_Set problem_: Copy word for word the lines of the data below, from the line containing "of the wrought" up to and including the line containing "250], [109, 43]]".

_Point-labeling data_:

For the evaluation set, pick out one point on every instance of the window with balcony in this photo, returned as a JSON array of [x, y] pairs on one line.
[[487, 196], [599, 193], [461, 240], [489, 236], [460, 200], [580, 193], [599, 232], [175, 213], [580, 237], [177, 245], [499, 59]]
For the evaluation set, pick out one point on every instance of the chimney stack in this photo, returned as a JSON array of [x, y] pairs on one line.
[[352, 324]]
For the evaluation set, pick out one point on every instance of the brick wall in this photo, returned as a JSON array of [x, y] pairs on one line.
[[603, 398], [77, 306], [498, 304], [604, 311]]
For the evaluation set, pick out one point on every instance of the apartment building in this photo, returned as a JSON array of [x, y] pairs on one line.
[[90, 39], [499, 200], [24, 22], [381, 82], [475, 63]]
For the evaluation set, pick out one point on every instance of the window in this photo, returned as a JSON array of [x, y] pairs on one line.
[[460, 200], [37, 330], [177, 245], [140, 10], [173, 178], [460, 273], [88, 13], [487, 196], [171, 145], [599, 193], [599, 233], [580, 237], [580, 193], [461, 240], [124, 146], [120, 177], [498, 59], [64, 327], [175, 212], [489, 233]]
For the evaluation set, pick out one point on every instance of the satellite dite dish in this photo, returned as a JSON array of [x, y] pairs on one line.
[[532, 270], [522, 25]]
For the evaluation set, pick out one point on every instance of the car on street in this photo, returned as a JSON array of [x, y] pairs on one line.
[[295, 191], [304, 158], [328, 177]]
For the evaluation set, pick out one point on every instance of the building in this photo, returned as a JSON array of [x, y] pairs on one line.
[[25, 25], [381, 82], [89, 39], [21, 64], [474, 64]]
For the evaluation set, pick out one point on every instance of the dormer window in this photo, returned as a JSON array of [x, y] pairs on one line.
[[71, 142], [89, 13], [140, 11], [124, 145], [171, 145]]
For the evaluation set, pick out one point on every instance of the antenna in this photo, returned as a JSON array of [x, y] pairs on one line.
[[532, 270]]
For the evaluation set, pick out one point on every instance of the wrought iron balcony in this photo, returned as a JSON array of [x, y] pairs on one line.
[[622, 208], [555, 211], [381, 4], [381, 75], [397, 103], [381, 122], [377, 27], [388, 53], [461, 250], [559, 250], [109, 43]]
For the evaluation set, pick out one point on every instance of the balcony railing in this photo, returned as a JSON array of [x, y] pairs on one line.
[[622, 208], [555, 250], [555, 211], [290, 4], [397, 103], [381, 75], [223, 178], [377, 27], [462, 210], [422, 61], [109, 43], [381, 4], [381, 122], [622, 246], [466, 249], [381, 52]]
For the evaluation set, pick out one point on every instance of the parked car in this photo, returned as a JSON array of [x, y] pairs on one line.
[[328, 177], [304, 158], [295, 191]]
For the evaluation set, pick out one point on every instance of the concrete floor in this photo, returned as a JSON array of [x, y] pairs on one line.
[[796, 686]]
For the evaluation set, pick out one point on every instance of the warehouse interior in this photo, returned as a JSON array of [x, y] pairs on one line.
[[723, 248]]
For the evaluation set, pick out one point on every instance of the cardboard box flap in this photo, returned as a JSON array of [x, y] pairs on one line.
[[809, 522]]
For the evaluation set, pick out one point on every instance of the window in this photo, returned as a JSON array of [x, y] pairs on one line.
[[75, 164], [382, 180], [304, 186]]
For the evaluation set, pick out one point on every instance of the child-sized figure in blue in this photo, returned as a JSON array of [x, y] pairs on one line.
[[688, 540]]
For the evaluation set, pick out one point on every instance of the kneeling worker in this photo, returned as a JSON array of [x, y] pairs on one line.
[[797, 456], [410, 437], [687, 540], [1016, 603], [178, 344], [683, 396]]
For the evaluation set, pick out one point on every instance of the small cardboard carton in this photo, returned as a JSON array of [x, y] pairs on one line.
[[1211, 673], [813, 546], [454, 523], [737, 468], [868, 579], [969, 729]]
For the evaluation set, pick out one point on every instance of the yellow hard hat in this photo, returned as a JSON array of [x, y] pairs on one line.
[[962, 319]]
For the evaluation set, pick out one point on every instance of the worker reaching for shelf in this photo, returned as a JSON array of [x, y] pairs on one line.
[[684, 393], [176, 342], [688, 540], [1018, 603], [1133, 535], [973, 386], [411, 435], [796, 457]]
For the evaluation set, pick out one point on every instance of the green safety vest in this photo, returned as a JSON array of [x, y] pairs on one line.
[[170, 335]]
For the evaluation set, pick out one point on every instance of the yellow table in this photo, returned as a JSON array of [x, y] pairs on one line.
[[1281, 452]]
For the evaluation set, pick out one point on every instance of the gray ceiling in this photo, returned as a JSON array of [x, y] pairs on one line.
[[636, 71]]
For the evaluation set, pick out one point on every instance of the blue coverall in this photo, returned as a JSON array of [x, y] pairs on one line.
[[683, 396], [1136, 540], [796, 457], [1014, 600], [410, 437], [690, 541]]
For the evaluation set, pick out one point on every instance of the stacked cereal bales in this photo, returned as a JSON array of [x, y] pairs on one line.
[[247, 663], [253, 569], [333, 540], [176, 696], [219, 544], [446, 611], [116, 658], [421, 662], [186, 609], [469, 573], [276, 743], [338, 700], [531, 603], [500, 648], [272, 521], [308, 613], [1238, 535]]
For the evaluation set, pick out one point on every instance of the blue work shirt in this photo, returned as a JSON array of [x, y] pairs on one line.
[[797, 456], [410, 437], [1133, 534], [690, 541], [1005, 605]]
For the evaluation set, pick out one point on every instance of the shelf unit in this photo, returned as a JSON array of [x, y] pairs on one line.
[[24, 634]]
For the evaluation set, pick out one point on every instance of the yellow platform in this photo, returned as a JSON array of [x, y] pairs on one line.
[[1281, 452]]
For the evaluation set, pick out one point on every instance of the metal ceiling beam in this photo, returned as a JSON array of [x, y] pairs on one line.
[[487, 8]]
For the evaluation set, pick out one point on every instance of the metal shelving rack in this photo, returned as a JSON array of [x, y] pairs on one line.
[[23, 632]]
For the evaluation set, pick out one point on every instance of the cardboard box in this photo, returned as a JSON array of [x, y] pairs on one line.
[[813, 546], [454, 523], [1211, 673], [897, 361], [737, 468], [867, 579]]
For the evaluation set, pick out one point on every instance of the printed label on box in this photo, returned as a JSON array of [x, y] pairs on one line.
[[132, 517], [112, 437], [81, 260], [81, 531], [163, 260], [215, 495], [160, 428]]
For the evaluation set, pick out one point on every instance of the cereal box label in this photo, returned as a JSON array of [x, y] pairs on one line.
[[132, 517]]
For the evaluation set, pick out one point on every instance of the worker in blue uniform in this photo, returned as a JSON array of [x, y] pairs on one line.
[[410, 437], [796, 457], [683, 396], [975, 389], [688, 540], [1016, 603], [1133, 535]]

_Response to this task_:
For the evaluation set, pick out one point on every instance of the wrought iron balcony in this photo, returned as a JSON array of [x, y] pairs on one line.
[[622, 208], [555, 211], [381, 4], [381, 75], [397, 103], [381, 122], [377, 27], [388, 53], [461, 250], [559, 250], [109, 43]]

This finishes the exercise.